===== AVAILABLE DATA =====

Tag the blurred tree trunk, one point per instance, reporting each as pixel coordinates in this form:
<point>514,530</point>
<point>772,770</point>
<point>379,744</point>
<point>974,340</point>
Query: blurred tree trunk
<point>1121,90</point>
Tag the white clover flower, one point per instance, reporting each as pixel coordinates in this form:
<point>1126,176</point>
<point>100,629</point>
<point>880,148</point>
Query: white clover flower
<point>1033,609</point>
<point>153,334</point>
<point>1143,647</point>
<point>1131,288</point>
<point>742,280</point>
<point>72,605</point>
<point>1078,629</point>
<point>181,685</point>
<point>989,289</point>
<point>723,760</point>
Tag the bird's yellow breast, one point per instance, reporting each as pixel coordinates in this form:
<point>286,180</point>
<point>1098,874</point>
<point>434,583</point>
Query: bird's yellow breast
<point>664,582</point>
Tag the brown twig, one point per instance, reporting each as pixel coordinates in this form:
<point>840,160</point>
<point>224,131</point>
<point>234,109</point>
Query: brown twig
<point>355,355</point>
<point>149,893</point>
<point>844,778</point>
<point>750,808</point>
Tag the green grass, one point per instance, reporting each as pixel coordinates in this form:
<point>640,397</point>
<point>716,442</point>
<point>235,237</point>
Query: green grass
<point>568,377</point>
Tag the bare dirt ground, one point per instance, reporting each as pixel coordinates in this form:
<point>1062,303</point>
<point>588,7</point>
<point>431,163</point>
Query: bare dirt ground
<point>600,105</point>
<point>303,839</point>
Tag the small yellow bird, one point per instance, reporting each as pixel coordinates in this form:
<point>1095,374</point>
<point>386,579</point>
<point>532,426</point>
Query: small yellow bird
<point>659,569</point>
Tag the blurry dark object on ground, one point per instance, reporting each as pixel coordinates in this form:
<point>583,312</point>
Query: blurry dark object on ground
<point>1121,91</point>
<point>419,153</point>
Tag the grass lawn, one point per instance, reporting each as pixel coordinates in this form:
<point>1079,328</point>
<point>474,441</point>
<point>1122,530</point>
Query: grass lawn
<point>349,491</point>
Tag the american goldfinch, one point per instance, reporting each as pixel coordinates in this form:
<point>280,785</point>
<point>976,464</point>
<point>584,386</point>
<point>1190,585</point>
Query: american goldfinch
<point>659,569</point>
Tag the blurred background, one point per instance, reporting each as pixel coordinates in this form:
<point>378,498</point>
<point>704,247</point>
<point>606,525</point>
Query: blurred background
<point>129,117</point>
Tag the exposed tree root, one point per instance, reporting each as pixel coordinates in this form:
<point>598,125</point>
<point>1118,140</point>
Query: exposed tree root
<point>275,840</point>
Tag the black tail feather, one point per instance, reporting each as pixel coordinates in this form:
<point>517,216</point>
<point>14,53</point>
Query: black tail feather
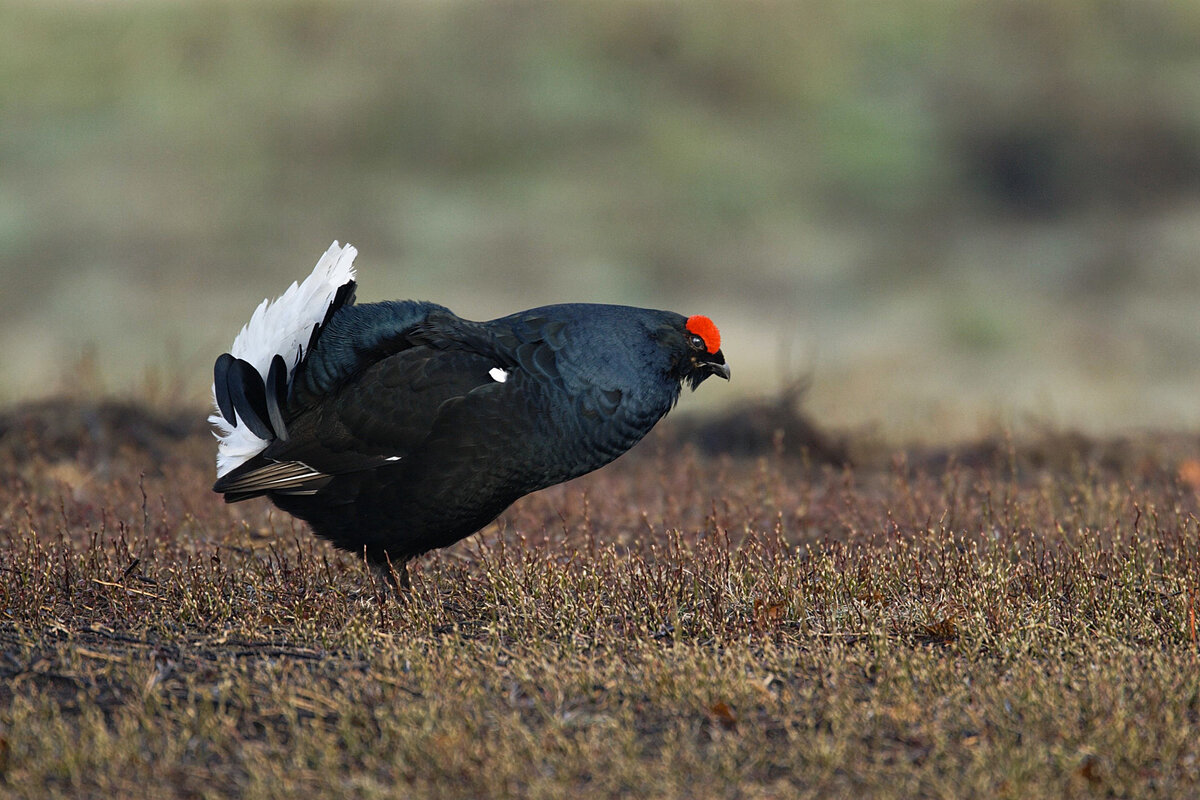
<point>277,395</point>
<point>221,388</point>
<point>249,395</point>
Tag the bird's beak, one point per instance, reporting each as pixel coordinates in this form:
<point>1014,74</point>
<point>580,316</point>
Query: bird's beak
<point>711,365</point>
<point>717,365</point>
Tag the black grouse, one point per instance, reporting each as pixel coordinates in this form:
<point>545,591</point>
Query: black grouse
<point>394,428</point>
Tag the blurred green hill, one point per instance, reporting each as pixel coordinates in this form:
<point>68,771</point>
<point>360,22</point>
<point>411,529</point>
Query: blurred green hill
<point>945,212</point>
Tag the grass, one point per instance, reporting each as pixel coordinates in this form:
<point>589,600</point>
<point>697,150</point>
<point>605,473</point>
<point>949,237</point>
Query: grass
<point>1011,619</point>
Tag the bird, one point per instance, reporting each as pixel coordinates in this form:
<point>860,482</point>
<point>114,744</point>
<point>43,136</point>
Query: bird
<point>396,427</point>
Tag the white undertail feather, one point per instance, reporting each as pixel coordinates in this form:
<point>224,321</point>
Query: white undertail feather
<point>281,328</point>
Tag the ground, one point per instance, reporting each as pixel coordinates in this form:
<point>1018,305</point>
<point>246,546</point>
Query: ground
<point>1006,618</point>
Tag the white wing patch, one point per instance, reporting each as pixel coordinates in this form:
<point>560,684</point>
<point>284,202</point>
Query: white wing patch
<point>281,326</point>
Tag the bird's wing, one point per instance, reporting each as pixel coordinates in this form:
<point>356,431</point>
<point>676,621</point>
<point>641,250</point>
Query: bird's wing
<point>376,419</point>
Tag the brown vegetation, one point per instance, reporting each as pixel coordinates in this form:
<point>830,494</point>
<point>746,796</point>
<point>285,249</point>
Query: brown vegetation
<point>1007,619</point>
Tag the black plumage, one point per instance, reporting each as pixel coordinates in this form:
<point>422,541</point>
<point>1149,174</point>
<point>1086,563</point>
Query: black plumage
<point>402,427</point>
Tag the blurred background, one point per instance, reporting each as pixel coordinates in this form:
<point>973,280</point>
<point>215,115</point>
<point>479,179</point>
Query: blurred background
<point>946,216</point>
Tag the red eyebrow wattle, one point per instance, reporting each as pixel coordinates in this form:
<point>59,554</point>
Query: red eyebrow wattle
<point>706,329</point>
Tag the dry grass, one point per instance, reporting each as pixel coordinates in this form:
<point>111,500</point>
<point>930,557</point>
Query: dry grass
<point>1008,620</point>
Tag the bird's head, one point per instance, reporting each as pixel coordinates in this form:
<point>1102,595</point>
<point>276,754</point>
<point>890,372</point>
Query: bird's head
<point>703,352</point>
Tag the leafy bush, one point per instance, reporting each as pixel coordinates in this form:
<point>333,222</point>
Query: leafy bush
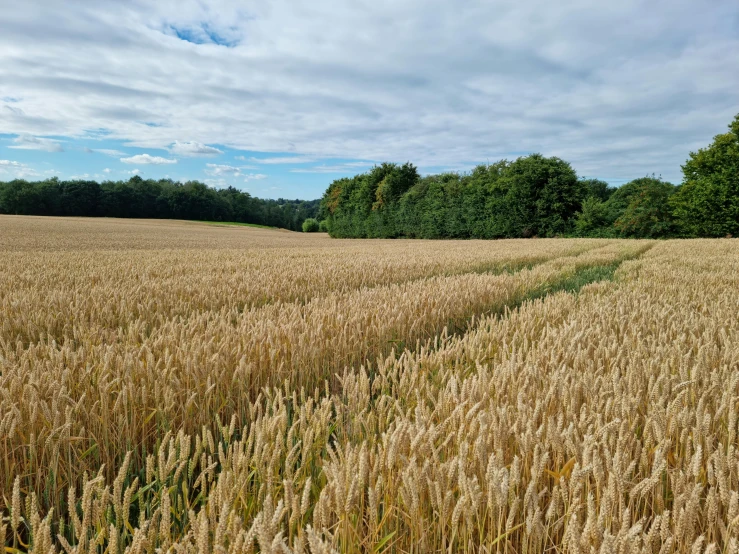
<point>311,225</point>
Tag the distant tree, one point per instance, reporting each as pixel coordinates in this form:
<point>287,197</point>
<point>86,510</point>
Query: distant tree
<point>592,220</point>
<point>648,213</point>
<point>707,204</point>
<point>598,189</point>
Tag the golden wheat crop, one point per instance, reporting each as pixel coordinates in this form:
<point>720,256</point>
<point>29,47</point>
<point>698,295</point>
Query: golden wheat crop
<point>169,386</point>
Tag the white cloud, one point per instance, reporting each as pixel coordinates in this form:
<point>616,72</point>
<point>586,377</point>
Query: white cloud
<point>222,169</point>
<point>147,159</point>
<point>254,177</point>
<point>194,149</point>
<point>17,170</point>
<point>355,167</point>
<point>28,142</point>
<point>281,160</point>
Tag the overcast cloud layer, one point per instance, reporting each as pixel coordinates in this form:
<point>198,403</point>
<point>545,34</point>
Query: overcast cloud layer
<point>619,89</point>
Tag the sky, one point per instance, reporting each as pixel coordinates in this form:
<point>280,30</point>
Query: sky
<point>280,97</point>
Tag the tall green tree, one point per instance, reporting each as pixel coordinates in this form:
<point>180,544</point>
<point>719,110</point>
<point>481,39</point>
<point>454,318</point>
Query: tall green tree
<point>707,204</point>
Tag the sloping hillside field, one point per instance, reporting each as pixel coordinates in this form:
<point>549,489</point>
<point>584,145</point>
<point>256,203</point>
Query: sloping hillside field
<point>185,387</point>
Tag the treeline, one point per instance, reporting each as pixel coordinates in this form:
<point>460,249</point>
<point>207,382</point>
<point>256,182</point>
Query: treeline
<point>148,198</point>
<point>539,196</point>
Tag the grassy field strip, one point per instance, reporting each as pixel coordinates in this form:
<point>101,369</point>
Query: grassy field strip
<point>572,422</point>
<point>96,295</point>
<point>119,396</point>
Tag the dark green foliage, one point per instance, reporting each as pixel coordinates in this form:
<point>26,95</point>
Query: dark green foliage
<point>592,219</point>
<point>311,225</point>
<point>648,213</point>
<point>531,196</point>
<point>597,188</point>
<point>139,198</point>
<point>707,203</point>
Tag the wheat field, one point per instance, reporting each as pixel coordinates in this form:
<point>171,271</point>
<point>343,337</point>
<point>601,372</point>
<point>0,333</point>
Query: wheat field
<point>182,387</point>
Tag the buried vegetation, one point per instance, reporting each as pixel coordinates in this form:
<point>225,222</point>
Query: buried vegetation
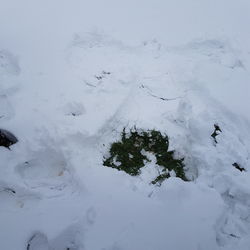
<point>128,154</point>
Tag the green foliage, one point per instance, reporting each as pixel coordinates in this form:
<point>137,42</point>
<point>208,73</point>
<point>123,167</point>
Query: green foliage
<point>127,154</point>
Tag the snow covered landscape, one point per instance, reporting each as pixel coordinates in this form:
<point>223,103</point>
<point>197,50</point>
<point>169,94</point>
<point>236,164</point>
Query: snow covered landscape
<point>75,74</point>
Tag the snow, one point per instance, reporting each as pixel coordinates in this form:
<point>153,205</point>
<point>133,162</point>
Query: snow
<point>73,74</point>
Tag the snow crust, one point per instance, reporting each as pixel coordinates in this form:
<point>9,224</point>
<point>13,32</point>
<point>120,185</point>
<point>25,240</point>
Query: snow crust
<point>74,73</point>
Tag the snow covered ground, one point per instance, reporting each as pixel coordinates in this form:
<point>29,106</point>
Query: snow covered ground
<point>74,73</point>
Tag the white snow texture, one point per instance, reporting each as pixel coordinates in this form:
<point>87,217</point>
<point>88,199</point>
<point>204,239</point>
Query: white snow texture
<point>74,73</point>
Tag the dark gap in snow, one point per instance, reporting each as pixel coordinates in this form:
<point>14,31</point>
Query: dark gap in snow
<point>237,166</point>
<point>7,138</point>
<point>216,132</point>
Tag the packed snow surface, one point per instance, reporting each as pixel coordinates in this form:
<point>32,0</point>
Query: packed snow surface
<point>74,73</point>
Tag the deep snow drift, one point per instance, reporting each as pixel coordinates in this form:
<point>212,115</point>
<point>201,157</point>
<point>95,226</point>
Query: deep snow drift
<point>73,74</point>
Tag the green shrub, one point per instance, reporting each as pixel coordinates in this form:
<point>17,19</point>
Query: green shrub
<point>127,154</point>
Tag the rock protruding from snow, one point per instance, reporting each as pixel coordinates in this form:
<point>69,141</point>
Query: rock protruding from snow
<point>7,138</point>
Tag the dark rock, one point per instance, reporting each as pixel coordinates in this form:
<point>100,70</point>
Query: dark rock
<point>7,138</point>
<point>237,166</point>
<point>216,132</point>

=====

* [WHAT THE TASK REQUIRES]
Using the records above, set down exactly the lines from the one with "<point>43,136</point>" through the one with "<point>356,431</point>", inclusive, and nothing more.

* [TASK RESPONSE]
<point>43,136</point>
Query: bird
<point>396,427</point>
Tag the white undertail feather, one point per instance, reporting each as pixel coordinates in this form:
<point>224,321</point>
Query: white undertail feather
<point>281,328</point>
Tag the ground, one point per instance, reporting each as pixel coordinates in this form:
<point>1018,305</point>
<point>246,546</point>
Query: ground
<point>1006,618</point>
Tag the white wing patch, one point per instance, reporting each as pixel coordinates in this form:
<point>560,684</point>
<point>284,202</point>
Query: white wing patch
<point>281,326</point>
Tag the bird's wing, one point per instance, reporting each as pixel coordinates in this form:
<point>356,431</point>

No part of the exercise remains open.